## TASK DIRECTIONS
Reproduce exactly the lines below, starting at the line that contains "# point at: yellow sticky" and ending with the last line of the records, both included; leave out any pictures.

** START DATA FOR THIS EXERCISE **

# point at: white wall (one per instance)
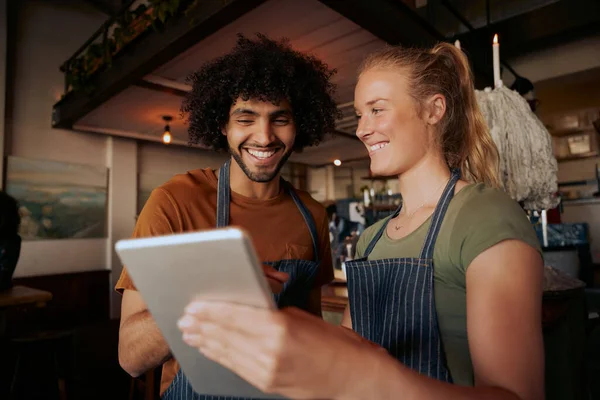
(590, 213)
(565, 59)
(47, 35)
(3, 32)
(316, 180)
(159, 159)
(121, 210)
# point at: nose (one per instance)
(364, 130)
(264, 134)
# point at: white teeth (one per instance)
(261, 154)
(378, 146)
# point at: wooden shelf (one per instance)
(583, 156)
(378, 178)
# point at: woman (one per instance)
(450, 286)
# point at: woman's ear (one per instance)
(436, 108)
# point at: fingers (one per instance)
(250, 321)
(275, 285)
(272, 273)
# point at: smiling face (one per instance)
(396, 137)
(260, 136)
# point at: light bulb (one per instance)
(167, 137)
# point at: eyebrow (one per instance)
(247, 111)
(371, 102)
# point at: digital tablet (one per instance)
(170, 271)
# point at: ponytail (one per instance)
(463, 133)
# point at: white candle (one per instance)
(366, 197)
(545, 228)
(496, 50)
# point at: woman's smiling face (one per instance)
(389, 122)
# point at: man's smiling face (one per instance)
(260, 136)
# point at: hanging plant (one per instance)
(130, 25)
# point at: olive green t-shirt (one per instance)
(477, 218)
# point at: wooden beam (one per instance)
(148, 52)
(397, 23)
(349, 160)
(345, 135)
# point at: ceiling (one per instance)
(311, 27)
(135, 108)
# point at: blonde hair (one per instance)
(463, 133)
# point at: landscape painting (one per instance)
(58, 200)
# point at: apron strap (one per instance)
(308, 218)
(223, 196)
(224, 199)
(438, 216)
(377, 236)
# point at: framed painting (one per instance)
(58, 200)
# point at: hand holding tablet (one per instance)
(214, 265)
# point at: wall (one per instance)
(48, 33)
(46, 36)
(3, 34)
(590, 213)
(576, 56)
(154, 158)
(565, 80)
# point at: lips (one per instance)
(376, 147)
(262, 156)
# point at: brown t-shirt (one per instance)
(188, 202)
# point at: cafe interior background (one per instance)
(90, 124)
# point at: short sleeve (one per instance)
(325, 274)
(487, 218)
(158, 217)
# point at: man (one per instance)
(260, 102)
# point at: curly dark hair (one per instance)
(266, 70)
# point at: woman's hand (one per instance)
(288, 352)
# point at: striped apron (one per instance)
(296, 290)
(392, 300)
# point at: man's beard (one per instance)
(261, 177)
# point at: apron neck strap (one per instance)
(436, 219)
(224, 200)
(223, 196)
(438, 215)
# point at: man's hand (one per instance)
(275, 278)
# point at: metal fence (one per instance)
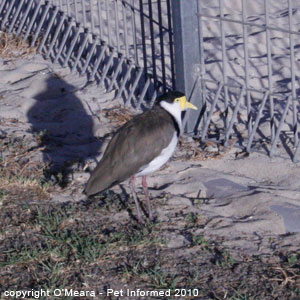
(243, 69)
(124, 45)
(238, 60)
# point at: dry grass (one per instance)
(12, 47)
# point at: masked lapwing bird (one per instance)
(140, 147)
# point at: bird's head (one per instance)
(175, 101)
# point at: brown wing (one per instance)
(133, 146)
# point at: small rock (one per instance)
(176, 241)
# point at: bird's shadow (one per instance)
(62, 127)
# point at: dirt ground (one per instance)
(54, 239)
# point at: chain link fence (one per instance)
(245, 71)
(123, 45)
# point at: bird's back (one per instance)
(133, 146)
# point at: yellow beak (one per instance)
(184, 104)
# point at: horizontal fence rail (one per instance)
(249, 73)
(123, 45)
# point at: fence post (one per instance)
(187, 56)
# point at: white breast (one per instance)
(159, 161)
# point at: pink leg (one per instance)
(146, 191)
(132, 188)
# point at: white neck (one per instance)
(175, 110)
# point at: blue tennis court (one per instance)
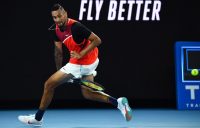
(105, 118)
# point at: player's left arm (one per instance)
(94, 39)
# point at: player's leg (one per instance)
(121, 103)
(55, 80)
(96, 95)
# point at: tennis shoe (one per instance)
(29, 120)
(124, 107)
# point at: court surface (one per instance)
(106, 118)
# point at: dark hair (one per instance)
(56, 7)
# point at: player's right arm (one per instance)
(58, 54)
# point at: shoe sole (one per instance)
(128, 113)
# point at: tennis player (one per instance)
(82, 45)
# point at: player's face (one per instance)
(59, 17)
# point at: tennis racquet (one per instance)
(93, 85)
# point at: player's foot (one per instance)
(29, 120)
(124, 107)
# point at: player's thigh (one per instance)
(58, 78)
(86, 77)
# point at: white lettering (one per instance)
(192, 89)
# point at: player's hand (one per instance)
(74, 54)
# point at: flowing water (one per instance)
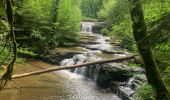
(64, 85)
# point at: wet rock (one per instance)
(112, 72)
(112, 52)
(55, 56)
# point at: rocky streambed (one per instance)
(118, 77)
(111, 81)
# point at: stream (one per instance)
(75, 84)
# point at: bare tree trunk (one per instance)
(57, 68)
(142, 41)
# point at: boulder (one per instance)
(112, 72)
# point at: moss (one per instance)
(105, 56)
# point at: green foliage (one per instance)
(41, 25)
(91, 7)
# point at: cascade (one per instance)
(87, 27)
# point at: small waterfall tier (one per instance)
(87, 27)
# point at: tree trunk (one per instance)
(57, 68)
(142, 41)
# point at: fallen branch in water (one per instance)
(57, 68)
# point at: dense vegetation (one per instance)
(43, 24)
(157, 17)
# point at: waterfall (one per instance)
(87, 27)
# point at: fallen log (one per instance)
(57, 68)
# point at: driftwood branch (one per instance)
(57, 68)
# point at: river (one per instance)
(61, 85)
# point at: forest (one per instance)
(85, 49)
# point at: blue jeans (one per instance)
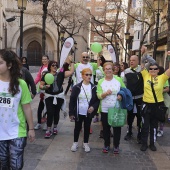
(11, 153)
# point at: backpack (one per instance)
(135, 83)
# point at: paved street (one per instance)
(54, 153)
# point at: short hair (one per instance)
(50, 63)
(108, 63)
(45, 56)
(86, 70)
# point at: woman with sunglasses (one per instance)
(15, 110)
(107, 90)
(82, 107)
(54, 95)
(42, 70)
(149, 106)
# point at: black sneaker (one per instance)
(144, 147)
(111, 134)
(128, 136)
(101, 134)
(152, 147)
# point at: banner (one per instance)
(68, 44)
(111, 50)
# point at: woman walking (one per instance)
(54, 95)
(45, 60)
(82, 107)
(15, 110)
(107, 90)
(149, 107)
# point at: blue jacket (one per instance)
(127, 100)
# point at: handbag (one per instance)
(117, 116)
(161, 109)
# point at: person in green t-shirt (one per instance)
(15, 110)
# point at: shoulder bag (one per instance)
(160, 109)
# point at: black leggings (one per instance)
(106, 132)
(53, 111)
(78, 127)
(131, 115)
(11, 153)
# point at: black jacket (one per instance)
(74, 101)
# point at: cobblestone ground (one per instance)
(55, 154)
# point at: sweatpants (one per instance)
(131, 116)
(106, 132)
(53, 110)
(149, 123)
(11, 153)
(78, 126)
(39, 112)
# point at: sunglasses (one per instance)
(153, 68)
(88, 75)
(53, 65)
(85, 57)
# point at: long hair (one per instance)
(50, 63)
(12, 61)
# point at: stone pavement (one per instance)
(55, 154)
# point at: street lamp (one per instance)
(75, 48)
(157, 4)
(127, 34)
(22, 6)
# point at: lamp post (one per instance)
(127, 34)
(157, 4)
(22, 6)
(75, 48)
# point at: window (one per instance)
(99, 9)
(98, 38)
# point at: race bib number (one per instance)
(6, 101)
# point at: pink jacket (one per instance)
(39, 74)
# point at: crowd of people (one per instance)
(96, 88)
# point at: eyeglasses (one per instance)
(88, 75)
(85, 57)
(153, 68)
(53, 65)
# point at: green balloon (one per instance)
(49, 78)
(96, 47)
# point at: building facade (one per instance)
(32, 32)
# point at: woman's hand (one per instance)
(119, 97)
(72, 117)
(31, 135)
(90, 110)
(108, 92)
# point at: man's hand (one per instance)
(90, 110)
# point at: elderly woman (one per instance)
(54, 95)
(107, 90)
(82, 107)
(149, 106)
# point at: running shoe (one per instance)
(116, 150)
(106, 149)
(48, 134)
(91, 131)
(37, 126)
(160, 133)
(86, 147)
(74, 147)
(45, 127)
(55, 131)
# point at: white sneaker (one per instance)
(86, 147)
(37, 126)
(160, 133)
(45, 127)
(74, 147)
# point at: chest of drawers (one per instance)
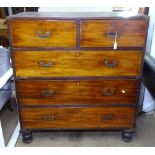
(77, 71)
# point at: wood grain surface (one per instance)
(43, 33)
(131, 33)
(70, 118)
(46, 92)
(76, 63)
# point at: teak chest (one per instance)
(77, 71)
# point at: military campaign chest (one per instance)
(77, 71)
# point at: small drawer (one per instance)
(102, 33)
(50, 92)
(80, 118)
(43, 33)
(77, 63)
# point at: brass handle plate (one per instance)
(107, 117)
(112, 34)
(47, 93)
(45, 64)
(110, 63)
(48, 117)
(44, 35)
(108, 92)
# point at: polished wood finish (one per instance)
(43, 33)
(105, 92)
(76, 15)
(77, 117)
(76, 63)
(68, 75)
(94, 33)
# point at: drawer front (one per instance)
(40, 33)
(42, 92)
(70, 117)
(102, 33)
(74, 63)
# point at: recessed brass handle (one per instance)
(107, 117)
(48, 117)
(44, 35)
(47, 93)
(110, 63)
(112, 34)
(108, 91)
(45, 64)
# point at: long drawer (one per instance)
(49, 92)
(77, 63)
(71, 117)
(43, 33)
(102, 33)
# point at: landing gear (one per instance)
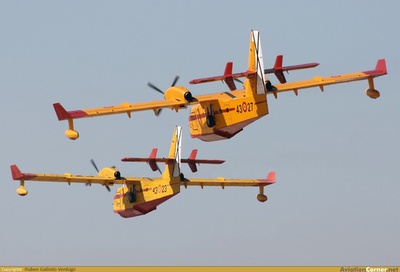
(132, 195)
(261, 197)
(210, 119)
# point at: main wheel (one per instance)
(210, 120)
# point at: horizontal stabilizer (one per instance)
(278, 70)
(191, 161)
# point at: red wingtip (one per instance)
(278, 62)
(271, 177)
(381, 66)
(16, 173)
(153, 153)
(193, 154)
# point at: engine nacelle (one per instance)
(72, 134)
(22, 191)
(262, 197)
(109, 172)
(178, 93)
(372, 93)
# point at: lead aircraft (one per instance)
(222, 115)
(141, 195)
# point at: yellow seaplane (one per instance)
(222, 115)
(141, 195)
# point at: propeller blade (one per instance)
(94, 165)
(175, 81)
(154, 87)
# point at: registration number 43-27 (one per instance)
(245, 107)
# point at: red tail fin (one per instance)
(192, 161)
(62, 114)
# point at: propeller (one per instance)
(154, 87)
(97, 169)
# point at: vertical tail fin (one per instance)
(256, 64)
(174, 169)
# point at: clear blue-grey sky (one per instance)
(336, 154)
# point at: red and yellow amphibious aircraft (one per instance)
(142, 195)
(222, 115)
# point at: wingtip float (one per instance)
(141, 195)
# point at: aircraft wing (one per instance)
(125, 107)
(66, 178)
(223, 182)
(320, 82)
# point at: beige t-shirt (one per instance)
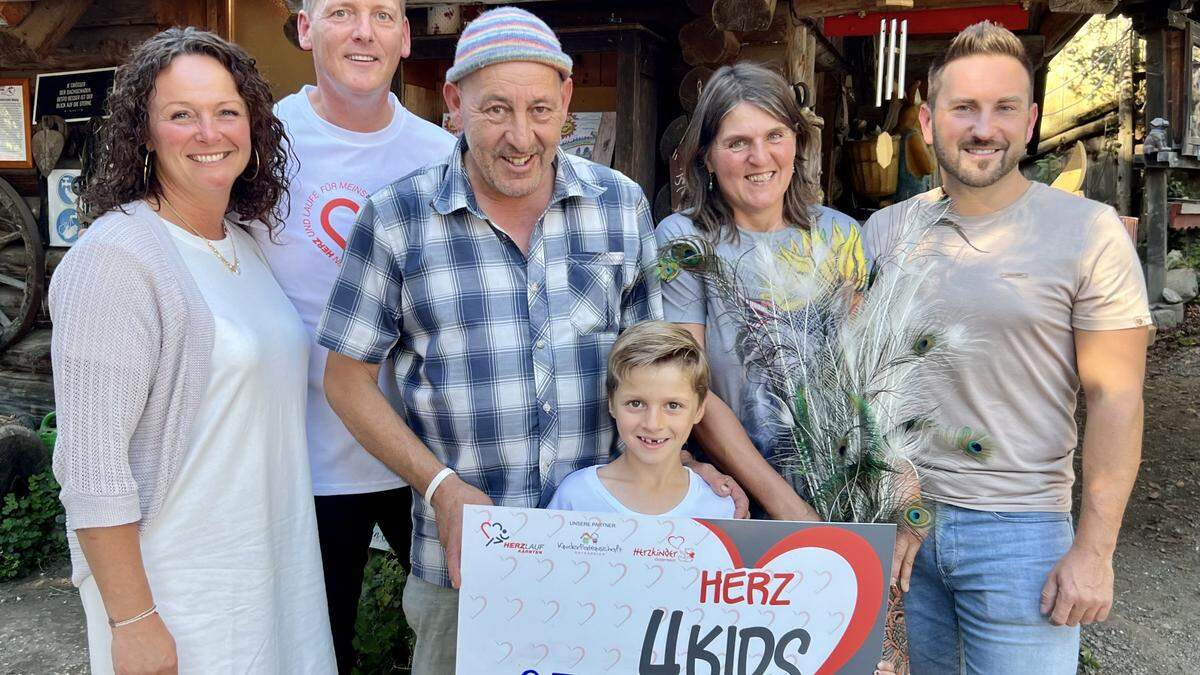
(1031, 274)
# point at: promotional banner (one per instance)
(549, 592)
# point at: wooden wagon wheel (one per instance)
(22, 267)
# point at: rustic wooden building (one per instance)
(641, 60)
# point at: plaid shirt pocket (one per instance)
(595, 282)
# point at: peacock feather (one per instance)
(849, 356)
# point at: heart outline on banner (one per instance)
(862, 559)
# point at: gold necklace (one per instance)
(225, 231)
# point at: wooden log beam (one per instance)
(774, 33)
(833, 7)
(1078, 133)
(83, 49)
(702, 43)
(743, 15)
(1059, 29)
(12, 13)
(31, 353)
(25, 393)
(41, 30)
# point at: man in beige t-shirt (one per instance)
(1051, 291)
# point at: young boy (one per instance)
(657, 384)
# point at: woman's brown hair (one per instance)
(117, 174)
(725, 90)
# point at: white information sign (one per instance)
(547, 592)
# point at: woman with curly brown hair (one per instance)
(179, 371)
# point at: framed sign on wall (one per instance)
(16, 124)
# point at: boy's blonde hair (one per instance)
(658, 342)
(981, 39)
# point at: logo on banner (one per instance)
(328, 216)
(676, 550)
(672, 596)
(493, 532)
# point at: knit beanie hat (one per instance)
(507, 34)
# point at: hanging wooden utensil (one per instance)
(48, 142)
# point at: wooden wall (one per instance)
(67, 35)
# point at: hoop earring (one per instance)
(257, 166)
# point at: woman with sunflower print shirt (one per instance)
(747, 196)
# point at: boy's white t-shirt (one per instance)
(337, 171)
(583, 490)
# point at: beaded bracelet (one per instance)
(154, 609)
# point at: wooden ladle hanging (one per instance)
(47, 143)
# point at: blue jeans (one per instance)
(975, 596)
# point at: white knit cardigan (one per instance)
(131, 348)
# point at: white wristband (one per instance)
(433, 484)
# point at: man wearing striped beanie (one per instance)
(499, 279)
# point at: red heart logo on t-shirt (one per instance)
(339, 203)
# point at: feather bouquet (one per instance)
(847, 357)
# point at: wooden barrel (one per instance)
(867, 175)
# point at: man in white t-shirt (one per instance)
(351, 136)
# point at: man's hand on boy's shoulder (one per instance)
(720, 483)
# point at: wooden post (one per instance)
(743, 15)
(1039, 94)
(690, 87)
(671, 137)
(636, 131)
(1153, 214)
(1125, 133)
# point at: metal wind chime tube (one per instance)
(889, 82)
(881, 52)
(892, 60)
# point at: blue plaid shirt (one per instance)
(501, 359)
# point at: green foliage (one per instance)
(1087, 661)
(383, 639)
(1189, 245)
(1182, 189)
(31, 529)
(1048, 168)
(1096, 59)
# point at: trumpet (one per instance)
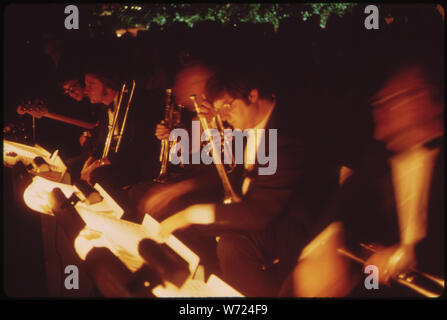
(230, 196)
(423, 283)
(113, 127)
(171, 119)
(226, 147)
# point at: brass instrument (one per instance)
(114, 125)
(429, 285)
(172, 118)
(230, 195)
(226, 147)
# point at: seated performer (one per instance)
(274, 219)
(160, 200)
(134, 160)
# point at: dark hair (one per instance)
(238, 84)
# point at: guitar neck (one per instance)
(76, 122)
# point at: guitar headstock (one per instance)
(36, 108)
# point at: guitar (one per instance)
(39, 110)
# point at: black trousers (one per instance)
(257, 263)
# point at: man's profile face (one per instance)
(234, 110)
(74, 89)
(190, 81)
(94, 88)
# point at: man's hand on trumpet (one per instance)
(90, 165)
(392, 261)
(161, 131)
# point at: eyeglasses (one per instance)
(227, 107)
(70, 89)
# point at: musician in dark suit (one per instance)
(261, 236)
(134, 160)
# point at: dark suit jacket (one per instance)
(294, 194)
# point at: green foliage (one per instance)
(128, 15)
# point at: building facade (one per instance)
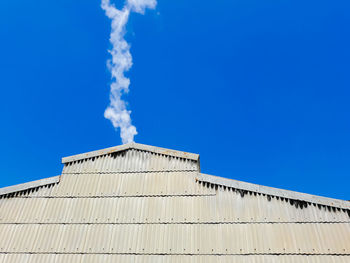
(139, 203)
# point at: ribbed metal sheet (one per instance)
(227, 207)
(45, 258)
(131, 161)
(139, 206)
(122, 184)
(261, 238)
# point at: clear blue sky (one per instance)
(260, 89)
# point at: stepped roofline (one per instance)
(132, 145)
(271, 191)
(204, 178)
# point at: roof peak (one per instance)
(131, 145)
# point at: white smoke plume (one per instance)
(121, 62)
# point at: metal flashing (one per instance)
(131, 145)
(274, 191)
(29, 185)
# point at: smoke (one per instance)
(121, 62)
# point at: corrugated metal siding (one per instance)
(142, 203)
(261, 238)
(222, 208)
(131, 161)
(122, 184)
(58, 258)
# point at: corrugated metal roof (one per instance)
(274, 191)
(132, 145)
(141, 206)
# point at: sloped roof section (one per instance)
(271, 191)
(132, 145)
(30, 185)
(136, 205)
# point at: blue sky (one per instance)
(260, 89)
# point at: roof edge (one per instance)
(131, 145)
(274, 191)
(29, 185)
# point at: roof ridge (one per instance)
(132, 145)
(326, 201)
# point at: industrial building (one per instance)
(139, 203)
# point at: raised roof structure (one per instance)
(139, 203)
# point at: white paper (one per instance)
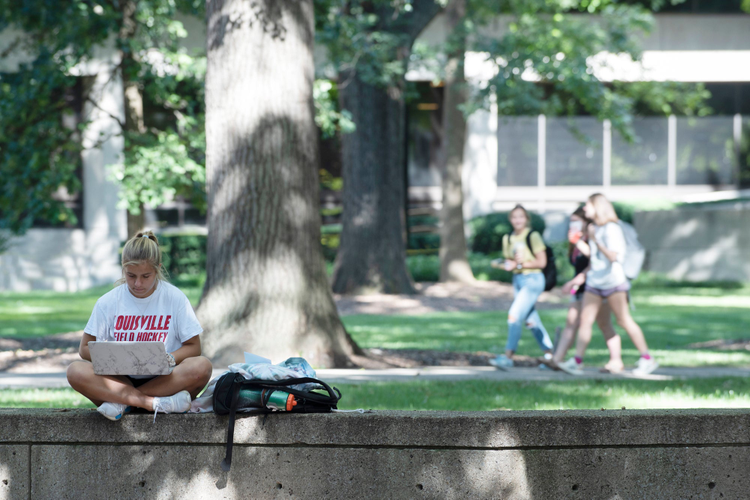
(254, 358)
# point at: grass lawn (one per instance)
(42, 313)
(671, 317)
(483, 395)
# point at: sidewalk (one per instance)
(430, 373)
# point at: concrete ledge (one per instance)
(550, 454)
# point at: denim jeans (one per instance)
(527, 288)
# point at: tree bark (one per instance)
(133, 97)
(454, 264)
(372, 253)
(266, 289)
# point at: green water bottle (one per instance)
(277, 400)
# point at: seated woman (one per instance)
(120, 315)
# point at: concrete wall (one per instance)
(76, 259)
(552, 454)
(698, 243)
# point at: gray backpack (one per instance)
(635, 254)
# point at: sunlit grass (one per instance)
(569, 395)
(32, 314)
(669, 330)
(43, 398)
(672, 315)
(482, 395)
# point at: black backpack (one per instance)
(227, 397)
(550, 270)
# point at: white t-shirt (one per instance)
(605, 274)
(165, 316)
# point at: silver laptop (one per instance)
(129, 358)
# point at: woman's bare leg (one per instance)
(191, 375)
(614, 343)
(569, 332)
(590, 309)
(105, 388)
(618, 301)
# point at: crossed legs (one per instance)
(192, 375)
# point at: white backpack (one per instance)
(635, 254)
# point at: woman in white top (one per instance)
(144, 307)
(605, 279)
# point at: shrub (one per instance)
(487, 231)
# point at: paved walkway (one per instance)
(352, 376)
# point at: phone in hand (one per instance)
(497, 263)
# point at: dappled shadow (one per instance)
(266, 290)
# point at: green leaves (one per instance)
(40, 154)
(327, 116)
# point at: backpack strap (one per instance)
(226, 464)
(528, 243)
(331, 399)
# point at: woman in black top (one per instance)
(578, 254)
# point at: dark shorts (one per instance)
(137, 382)
(606, 292)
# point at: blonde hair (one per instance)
(605, 212)
(525, 213)
(143, 247)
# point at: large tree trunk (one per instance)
(372, 254)
(266, 289)
(133, 97)
(454, 264)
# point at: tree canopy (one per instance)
(40, 148)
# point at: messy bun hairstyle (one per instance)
(143, 247)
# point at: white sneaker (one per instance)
(177, 403)
(113, 411)
(645, 366)
(571, 367)
(501, 362)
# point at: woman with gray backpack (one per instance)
(606, 279)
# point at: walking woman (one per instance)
(606, 280)
(578, 255)
(122, 314)
(526, 261)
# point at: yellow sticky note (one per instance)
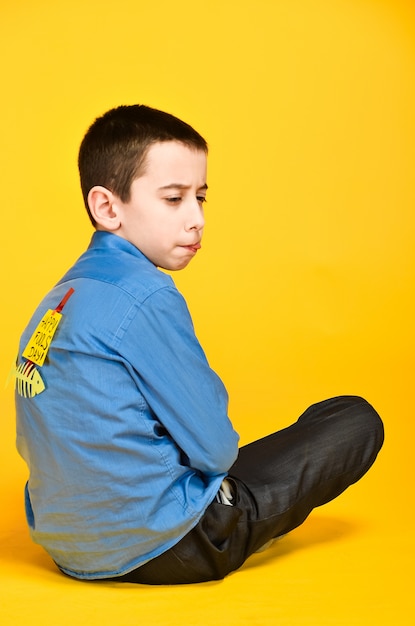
(38, 346)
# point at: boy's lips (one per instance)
(194, 247)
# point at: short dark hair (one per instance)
(113, 151)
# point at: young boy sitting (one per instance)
(135, 472)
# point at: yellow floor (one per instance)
(351, 563)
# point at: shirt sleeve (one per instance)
(173, 374)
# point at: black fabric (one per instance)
(276, 483)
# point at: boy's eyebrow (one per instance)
(181, 186)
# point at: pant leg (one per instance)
(277, 481)
(330, 447)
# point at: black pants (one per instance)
(276, 481)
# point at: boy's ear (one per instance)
(104, 208)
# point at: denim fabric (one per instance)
(130, 441)
(277, 481)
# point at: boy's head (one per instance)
(114, 149)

** END DATA FOR THIS EXERCISE **

## SOLUTION TO THE EXERCISE
# point at: yellow sticky note (one per instance)
(38, 346)
# point at: boy's lips (one per instance)
(194, 247)
# point at: short dark hair (one per instance)
(113, 151)
# point at: young boy sitting (one per instance)
(135, 472)
# point at: yellow floor (one per instance)
(351, 563)
# point at: shirt sleeve (one per instance)
(173, 374)
# point at: black fabric (one per instance)
(276, 483)
# point at: boy's eyebrow (one per instance)
(181, 186)
# point at: pant leg (one per instance)
(277, 481)
(330, 447)
# point at: black pants (one per instance)
(276, 481)
# point at: boy's ear (one per instance)
(104, 208)
# point at: denim fabric (one per instance)
(130, 441)
(277, 481)
# point at: boy's head (one per instance)
(114, 149)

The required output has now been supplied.